**Extrait du document:**
☆ ☆ ☆
Et je dresse interrogativement la tête. Mais mon savant compagnon de voyage a vite paré au mauvais effet de mon ignorance, car il sait, lui, sa Corse sur le bout du doigt, et comme doit la savoir un petit-fils de Lucien Bonaparte.

« Est-ce là tout ce qui reste de la maison où il est né ? demande-t-il à nos gracieux cicérones en leur désignant le tas de moellons séculaires.

— Où est né qui ? insistai-je follement.

— Mais Christophe Colomb ! » sourit le prince.

Sans être un puits de science, je ne suis pas pourtant l’ignorant passionné que tout homme a le droit d’être par ces temps de doute historique et de bazardement général des traditions. À Charlemagne, où j’ai fait mes classes, je me rappelle qu’il était usuel et populaire, entre labadens et potaches, de répondre à cette question : « Où est né Christophe Colomb ? » par la facétie ci-dessous :

« Christophe Colomb est né dans un état voisin de la gêne » ; la « gêne » étant prise là pour la ville italienne qui porte ce nom, et où tous les historiens s’accordaient jusqu’à présent à donner le jour à ce grand homme. Mais venir en Corse pour y apprendre que le grand amiral des mers est né rue du Fil, à Calvi, c’était une surprise qui n’était pas dans le programme du voyage.

« Mais alors… repris-je, Christophe Colomb serait donc Français ?

— Il l’est, dit sévèrement un jeune prêtre qui venait de nous rejoindre. Voici sa maison natale, j’en ai les preuves. Suivez-moi. »

C’était à déchirer son diplôme de bachelier ! Nous le suivîmes donc, et il nous donna les preuves. Elles me parurent, comme au prince, indiscutables, Christophe Colomb était Calvais.
☆ ☆ ☆
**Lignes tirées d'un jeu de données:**
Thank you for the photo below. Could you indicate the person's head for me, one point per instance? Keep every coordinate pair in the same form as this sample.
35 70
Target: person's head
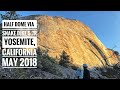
85 65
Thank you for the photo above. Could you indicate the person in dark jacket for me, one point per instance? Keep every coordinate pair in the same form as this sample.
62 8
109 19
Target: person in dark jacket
86 72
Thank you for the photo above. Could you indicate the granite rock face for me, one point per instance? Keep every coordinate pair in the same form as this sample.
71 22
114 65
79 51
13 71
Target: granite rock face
57 34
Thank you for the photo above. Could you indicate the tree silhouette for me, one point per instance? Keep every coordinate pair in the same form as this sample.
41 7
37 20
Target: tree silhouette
64 59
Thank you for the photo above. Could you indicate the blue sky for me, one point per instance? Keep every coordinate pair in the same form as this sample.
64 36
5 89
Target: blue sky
105 24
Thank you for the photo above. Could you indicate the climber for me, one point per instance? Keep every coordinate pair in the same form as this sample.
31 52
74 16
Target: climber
79 73
86 72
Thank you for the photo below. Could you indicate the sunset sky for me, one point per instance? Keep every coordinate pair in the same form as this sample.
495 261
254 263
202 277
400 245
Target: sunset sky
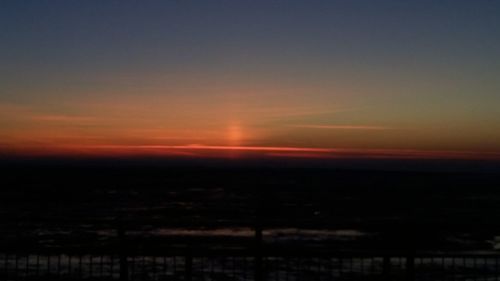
389 79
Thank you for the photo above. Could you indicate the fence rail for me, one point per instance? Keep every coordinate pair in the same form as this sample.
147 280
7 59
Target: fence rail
246 266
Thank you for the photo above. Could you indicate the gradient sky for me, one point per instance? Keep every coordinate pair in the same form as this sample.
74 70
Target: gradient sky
416 79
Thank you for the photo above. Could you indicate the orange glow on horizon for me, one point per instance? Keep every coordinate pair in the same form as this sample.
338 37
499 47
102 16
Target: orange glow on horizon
219 151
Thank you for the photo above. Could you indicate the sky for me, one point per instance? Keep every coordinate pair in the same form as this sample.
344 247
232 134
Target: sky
382 79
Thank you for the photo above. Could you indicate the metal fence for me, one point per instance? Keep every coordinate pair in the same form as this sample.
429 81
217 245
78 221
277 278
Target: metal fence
245 266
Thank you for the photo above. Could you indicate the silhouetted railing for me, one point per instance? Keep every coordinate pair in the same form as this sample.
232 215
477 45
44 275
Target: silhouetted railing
243 265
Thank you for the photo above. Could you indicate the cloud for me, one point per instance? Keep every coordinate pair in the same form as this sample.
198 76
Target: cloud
342 127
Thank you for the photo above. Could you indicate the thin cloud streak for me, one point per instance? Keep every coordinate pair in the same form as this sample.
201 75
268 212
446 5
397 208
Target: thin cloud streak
342 127
219 151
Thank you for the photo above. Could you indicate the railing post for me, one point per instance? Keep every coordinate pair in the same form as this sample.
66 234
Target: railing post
386 268
410 267
123 253
188 266
258 253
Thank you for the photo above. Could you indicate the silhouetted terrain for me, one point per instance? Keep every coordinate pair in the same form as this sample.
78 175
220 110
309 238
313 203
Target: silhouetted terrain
75 205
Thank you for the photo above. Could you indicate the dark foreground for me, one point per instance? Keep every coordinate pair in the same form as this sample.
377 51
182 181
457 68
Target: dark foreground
109 221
☆ ☆ ☆
**Consigne de travail:** Relevez tous les verbes placés dans les incises qui accompagnent les paroles rapportées de l'extrait sur la naissance de Christophe Colomb. Ces lignes ne sont pas utiles pour ce travail.

**Zone de réponse:**
- demande (« demande-t-il »)
- insistai (« insistai-je »)
- sourit (« sourit le prince »)
- repris (« repris-je »)
- dit (« dit sévèrement un jeune prêtre »)